WHAT IS EXPECTED
Swap "logo sign" for "logo board" in the listing lines running from the line that contains "target: eyebrow" through the end of the listing, and return only those lines with nothing else altered.

══ THE INPUT

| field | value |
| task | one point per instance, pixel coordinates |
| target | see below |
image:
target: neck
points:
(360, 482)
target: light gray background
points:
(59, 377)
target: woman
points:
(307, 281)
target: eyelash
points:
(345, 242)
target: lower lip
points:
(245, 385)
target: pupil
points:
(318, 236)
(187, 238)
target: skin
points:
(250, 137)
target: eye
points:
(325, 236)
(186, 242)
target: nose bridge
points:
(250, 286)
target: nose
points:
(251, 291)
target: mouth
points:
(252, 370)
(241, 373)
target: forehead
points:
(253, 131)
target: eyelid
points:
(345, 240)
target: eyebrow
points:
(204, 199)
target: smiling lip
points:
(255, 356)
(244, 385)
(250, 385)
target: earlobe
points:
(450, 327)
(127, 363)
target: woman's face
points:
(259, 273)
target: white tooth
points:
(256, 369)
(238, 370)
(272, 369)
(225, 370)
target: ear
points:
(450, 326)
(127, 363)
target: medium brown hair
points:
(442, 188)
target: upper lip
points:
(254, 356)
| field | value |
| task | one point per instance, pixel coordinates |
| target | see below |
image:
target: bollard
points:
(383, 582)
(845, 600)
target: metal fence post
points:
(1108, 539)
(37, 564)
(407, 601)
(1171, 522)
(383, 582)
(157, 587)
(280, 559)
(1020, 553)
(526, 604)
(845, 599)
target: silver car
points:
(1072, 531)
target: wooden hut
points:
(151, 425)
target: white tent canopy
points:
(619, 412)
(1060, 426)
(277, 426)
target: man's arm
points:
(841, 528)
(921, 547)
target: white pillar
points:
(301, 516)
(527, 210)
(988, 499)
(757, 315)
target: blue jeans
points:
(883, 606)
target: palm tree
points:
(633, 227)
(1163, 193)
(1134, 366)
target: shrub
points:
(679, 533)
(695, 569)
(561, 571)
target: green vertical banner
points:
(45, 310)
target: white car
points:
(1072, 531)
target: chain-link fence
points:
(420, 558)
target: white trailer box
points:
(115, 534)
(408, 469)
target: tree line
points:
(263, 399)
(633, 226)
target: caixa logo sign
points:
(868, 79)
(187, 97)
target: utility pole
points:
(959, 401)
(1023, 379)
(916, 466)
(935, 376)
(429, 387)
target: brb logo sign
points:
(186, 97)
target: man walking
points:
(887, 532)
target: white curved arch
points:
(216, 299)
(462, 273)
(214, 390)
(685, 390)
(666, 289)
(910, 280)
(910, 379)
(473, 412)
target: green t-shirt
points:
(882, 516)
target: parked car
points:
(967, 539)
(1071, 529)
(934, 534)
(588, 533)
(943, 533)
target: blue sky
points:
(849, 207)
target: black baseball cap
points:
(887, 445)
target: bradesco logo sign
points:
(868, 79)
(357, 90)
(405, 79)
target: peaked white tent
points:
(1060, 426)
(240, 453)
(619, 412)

════

WRITTEN RESPONSE
target: eyebrow
points:
(204, 199)
target: smiling lip
points:
(255, 356)
(244, 385)
(250, 385)
target: earlobe
points:
(450, 327)
(127, 363)
target: woman's face
points:
(259, 273)
target: white tooth
points:
(256, 369)
(238, 370)
(272, 369)
(225, 370)
target: ear
points:
(450, 326)
(127, 363)
target: medium brown hair
points:
(442, 188)
target: upper lip
points:
(254, 356)
| field | value |
| task | one point per instance, pixel coordinates |
| target | see below |
image:
target: bollard
points:
(383, 582)
(845, 600)
target: metal fence post
points:
(1108, 539)
(37, 564)
(407, 601)
(1171, 522)
(383, 582)
(157, 587)
(280, 559)
(1020, 553)
(526, 604)
(845, 599)
target: silver car
points:
(1072, 531)
target: wooden hut
points:
(151, 425)
target: white tent canopy
points:
(619, 412)
(1060, 426)
(277, 426)
target: man's arm
points:
(841, 528)
(921, 547)
target: white pillar
points:
(301, 516)
(527, 210)
(988, 499)
(757, 315)
target: blue jeans
points:
(883, 606)
target: palm tree
points:
(633, 227)
(1163, 193)
(1134, 366)
target: shrub
points:
(679, 533)
(695, 569)
(561, 571)
target: green vertical banner
points:
(45, 310)
target: white car
points:
(1072, 531)
target: chain-link fence
points:
(420, 558)
target: white trailer box
points:
(115, 534)
(408, 469)
target: tree line
points:
(263, 399)
(633, 226)
target: caixa logo board
points:
(868, 79)
(187, 97)
target: utility pole
points:
(959, 401)
(1023, 379)
(916, 466)
(935, 376)
(429, 387)
target: brb logo board
points:
(186, 97)
target: man walking
points:
(887, 532)
target: white curved arch
points:
(216, 299)
(462, 273)
(214, 390)
(685, 390)
(666, 289)
(910, 280)
(910, 379)
(473, 412)
target: green t-shirt
points:
(882, 516)
target: parked car
points:
(967, 539)
(1071, 529)
(934, 534)
(588, 533)
(943, 533)
target: blue sky
points:
(849, 207)
target: black baseball cap
points:
(887, 445)
target: bradesco logo board
points:
(868, 79)
(357, 90)
(405, 79)
target: peaked white tent
points:
(1060, 426)
(240, 453)
(619, 412)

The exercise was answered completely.